Natural-language object grounding data:
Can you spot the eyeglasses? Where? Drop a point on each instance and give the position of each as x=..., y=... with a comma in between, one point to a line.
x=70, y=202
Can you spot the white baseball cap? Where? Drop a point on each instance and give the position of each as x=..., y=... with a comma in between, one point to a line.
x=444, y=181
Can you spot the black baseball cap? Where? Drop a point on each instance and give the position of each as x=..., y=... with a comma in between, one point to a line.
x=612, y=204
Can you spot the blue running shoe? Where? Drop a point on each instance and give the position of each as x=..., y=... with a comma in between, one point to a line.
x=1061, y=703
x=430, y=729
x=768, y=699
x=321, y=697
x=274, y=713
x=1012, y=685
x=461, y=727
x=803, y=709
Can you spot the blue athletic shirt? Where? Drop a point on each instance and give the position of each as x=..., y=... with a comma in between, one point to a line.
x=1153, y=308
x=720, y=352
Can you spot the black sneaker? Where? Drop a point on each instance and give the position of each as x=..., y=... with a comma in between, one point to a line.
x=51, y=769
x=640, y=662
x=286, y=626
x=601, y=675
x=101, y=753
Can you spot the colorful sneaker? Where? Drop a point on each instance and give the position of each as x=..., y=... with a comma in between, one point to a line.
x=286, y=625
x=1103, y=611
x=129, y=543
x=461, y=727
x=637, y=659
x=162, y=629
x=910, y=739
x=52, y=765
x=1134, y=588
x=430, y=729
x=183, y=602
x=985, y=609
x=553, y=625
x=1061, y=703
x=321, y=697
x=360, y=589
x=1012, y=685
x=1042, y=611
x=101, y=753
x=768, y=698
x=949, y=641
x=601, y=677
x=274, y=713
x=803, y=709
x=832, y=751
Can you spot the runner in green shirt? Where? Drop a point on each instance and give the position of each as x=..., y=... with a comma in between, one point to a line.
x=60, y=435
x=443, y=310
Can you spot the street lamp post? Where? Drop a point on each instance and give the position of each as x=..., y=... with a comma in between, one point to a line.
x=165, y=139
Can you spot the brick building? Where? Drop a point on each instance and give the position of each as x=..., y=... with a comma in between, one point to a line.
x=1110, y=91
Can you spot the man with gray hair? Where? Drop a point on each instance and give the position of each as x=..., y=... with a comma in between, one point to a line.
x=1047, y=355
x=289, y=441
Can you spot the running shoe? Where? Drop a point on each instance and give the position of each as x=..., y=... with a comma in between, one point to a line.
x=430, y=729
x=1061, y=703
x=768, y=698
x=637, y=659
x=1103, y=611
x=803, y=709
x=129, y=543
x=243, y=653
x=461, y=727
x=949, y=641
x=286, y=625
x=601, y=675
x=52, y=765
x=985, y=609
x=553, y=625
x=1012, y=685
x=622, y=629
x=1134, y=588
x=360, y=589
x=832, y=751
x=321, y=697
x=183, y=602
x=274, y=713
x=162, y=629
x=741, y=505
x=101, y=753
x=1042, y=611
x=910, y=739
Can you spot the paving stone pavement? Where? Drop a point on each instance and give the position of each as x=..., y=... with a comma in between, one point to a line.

- Problem details:
What's needed is a word-for-word restatement of all the entries.

- Written response:
Can you spot the eyeglasses? Where? Drop a point on each instance and give the position of each as x=..., y=... with a comma in between, one point to a line.
x=70, y=202
Can you spot the white baseball cap? Where? Drop a point on each instance and give the position of each as x=..., y=... with a comma in between, one point to a line.
x=444, y=181
Can you spot the black baseball cap? Where? Drop a point on each instance and give the position of each as x=..., y=... with a comma in between, one point to a line.
x=612, y=204
Can you spot the blue running shoe? Where? Drop a point on each instance and give the position of each as x=..., y=... with a comma in between, one point to a line.
x=1061, y=703
x=430, y=729
x=768, y=699
x=321, y=697
x=274, y=713
x=1012, y=685
x=461, y=727
x=803, y=709
Can you spot the blue athletic shirt? Where? Drop a point on each instance and give the position of each as x=..., y=... with a comma in between, one point to a line.
x=1153, y=308
x=720, y=352
Can you spot the black sneaker? Where? Drop a point on each instance and give the position of each as x=..., y=... with a comma in between, one point to a line.
x=51, y=769
x=640, y=662
x=286, y=626
x=601, y=675
x=101, y=753
Can you spot the colorful sneaker? Where? Drop a point on each instance and give the position of each as x=..., y=... with a comma in between, one point to a line.
x=286, y=625
x=1103, y=611
x=129, y=543
x=461, y=727
x=637, y=659
x=162, y=629
x=910, y=739
x=52, y=765
x=1134, y=588
x=430, y=729
x=183, y=602
x=985, y=609
x=553, y=625
x=1061, y=703
x=321, y=697
x=360, y=589
x=1012, y=685
x=1042, y=611
x=101, y=753
x=768, y=698
x=949, y=641
x=601, y=677
x=274, y=713
x=803, y=709
x=832, y=751
Can you spot the runner in green shirt? Where? Drop a point on each instance and give the position of each as x=..., y=... with a comma in between, one point to a line.
x=60, y=435
x=443, y=310
Can you spot the street lamp post? Where? Drop a point on each instance and give the position of each as x=..., y=... with a comma in between, one point to a line.
x=165, y=139
Can you spot the brick building? Where? Drop a point on each instance and give the position of each as x=..., y=... with a comma in between, one point to a line.
x=1110, y=91
Can you spot the man with gray hair? Where? Drop a point on each instance and give the position of each as x=..., y=... with a comma in between, one point to a line.
x=1047, y=355
x=289, y=441
Can you spot the running shoe? Where? Drop a point on each instance and give the position of each as x=..., y=... with a comma in between, one point to a line.
x=430, y=729
x=1061, y=703
x=768, y=698
x=637, y=659
x=1103, y=611
x=803, y=709
x=129, y=543
x=243, y=653
x=461, y=727
x=949, y=641
x=286, y=625
x=601, y=675
x=52, y=765
x=985, y=609
x=553, y=625
x=1012, y=685
x=622, y=629
x=1134, y=588
x=360, y=589
x=832, y=751
x=321, y=697
x=183, y=602
x=274, y=713
x=162, y=629
x=741, y=505
x=101, y=753
x=1042, y=611
x=910, y=739
Can you spot the paving stone pavement? Where? Drop a point on each instance and give the position of each as x=..., y=... with a comma in between, one point to a line.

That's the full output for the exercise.